Entries supplied:
* begin *

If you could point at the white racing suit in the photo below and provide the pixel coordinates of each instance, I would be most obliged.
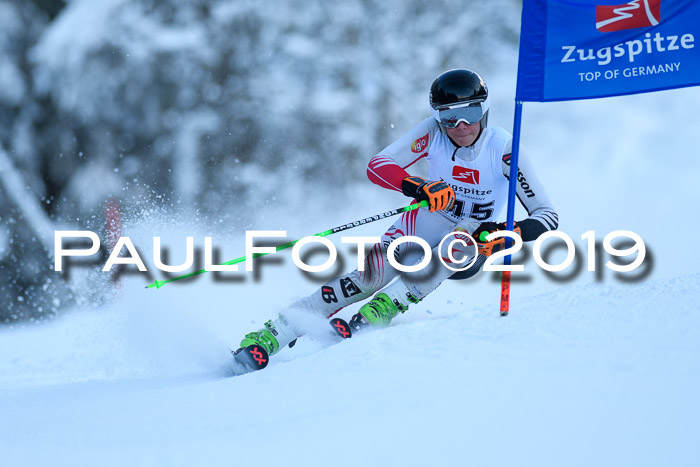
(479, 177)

* end *
* begin *

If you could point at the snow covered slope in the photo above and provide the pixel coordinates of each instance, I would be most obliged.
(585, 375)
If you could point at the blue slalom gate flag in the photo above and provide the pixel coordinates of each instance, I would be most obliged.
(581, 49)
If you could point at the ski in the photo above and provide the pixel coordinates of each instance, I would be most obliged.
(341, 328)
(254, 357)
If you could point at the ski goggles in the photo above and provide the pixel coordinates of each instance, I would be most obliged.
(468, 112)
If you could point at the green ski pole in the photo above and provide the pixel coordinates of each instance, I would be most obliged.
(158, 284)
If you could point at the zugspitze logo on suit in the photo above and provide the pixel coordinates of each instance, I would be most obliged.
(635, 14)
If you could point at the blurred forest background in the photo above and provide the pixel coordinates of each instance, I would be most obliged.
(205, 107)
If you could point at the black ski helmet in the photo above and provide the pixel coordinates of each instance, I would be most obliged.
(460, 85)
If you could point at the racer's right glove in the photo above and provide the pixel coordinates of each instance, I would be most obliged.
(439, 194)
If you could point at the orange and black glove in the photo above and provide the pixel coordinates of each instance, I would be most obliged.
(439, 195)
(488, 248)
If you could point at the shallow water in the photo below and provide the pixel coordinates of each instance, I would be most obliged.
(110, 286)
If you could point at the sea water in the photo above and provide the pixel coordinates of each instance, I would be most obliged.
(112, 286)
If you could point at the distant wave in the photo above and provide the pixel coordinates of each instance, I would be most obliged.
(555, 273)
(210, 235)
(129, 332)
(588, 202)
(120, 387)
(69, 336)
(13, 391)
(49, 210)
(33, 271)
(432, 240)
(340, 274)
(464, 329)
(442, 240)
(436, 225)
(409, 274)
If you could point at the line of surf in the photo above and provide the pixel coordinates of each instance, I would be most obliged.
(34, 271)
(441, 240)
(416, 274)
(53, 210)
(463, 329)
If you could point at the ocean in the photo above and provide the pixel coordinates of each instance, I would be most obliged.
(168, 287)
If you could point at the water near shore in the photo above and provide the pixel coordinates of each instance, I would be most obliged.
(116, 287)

* end *
* begin *

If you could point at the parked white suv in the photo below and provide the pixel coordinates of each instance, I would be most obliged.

* end *

Collect every line in the data above that contains the string "water", and copy each of those lines in full. Case counts.

Exercise answer:
If you could point at the shallow water in the photo below and provide the pixel coordinates of each instance, I would be most obliged.
If you could point at the sea water in the photo above and provide the pixel coordinates of each instance, I would be most obliged.
If you could point at the water near shore in the photo above and provide the pixel coordinates of each instance, I would be most obliged.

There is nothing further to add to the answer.